What you are asked to do: Rewrite the records from the start through the line with "[[1206, 366]]", including that line, and keep every line, requests too. Raise each coordinate in the answers by 56.
---------- Data entries ----------
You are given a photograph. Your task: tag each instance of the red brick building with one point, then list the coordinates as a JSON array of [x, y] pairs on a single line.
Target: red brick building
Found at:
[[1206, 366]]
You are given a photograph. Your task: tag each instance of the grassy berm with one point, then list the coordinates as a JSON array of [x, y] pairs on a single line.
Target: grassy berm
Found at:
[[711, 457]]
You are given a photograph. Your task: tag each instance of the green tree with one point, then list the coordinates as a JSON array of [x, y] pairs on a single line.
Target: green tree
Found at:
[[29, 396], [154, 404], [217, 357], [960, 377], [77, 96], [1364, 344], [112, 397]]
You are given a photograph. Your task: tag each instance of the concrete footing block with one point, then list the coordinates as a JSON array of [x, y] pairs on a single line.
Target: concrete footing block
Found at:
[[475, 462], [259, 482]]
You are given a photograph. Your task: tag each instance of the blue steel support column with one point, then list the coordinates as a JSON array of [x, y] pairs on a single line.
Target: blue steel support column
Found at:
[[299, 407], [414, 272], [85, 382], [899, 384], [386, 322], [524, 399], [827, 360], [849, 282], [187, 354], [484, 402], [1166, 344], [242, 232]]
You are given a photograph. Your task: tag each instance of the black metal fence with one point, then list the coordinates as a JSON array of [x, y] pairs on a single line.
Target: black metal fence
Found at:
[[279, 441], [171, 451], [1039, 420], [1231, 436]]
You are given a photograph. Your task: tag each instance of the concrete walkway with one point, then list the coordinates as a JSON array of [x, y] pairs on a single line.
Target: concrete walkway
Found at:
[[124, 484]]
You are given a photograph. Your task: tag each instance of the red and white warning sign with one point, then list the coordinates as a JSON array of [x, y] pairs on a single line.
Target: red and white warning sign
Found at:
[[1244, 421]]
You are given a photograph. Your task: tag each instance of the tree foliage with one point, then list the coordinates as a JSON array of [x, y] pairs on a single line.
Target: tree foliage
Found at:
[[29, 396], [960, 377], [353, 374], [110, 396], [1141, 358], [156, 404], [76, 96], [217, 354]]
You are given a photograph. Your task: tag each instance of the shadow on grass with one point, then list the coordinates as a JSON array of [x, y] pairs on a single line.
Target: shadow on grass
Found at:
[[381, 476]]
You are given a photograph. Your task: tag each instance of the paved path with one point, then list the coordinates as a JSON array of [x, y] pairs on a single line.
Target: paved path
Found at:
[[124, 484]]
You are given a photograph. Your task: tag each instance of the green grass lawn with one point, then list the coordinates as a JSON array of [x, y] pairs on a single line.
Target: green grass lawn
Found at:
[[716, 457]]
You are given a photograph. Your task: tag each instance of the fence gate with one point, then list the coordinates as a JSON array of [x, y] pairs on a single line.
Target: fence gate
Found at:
----------
Result for this exercise:
You are given a photograph. Your task: tag each instance of the red brick building with one point, then list the coordinates as a JSON array of [x, y] pairs on a single line.
Target: red brick building
Found at:
[[1262, 422]]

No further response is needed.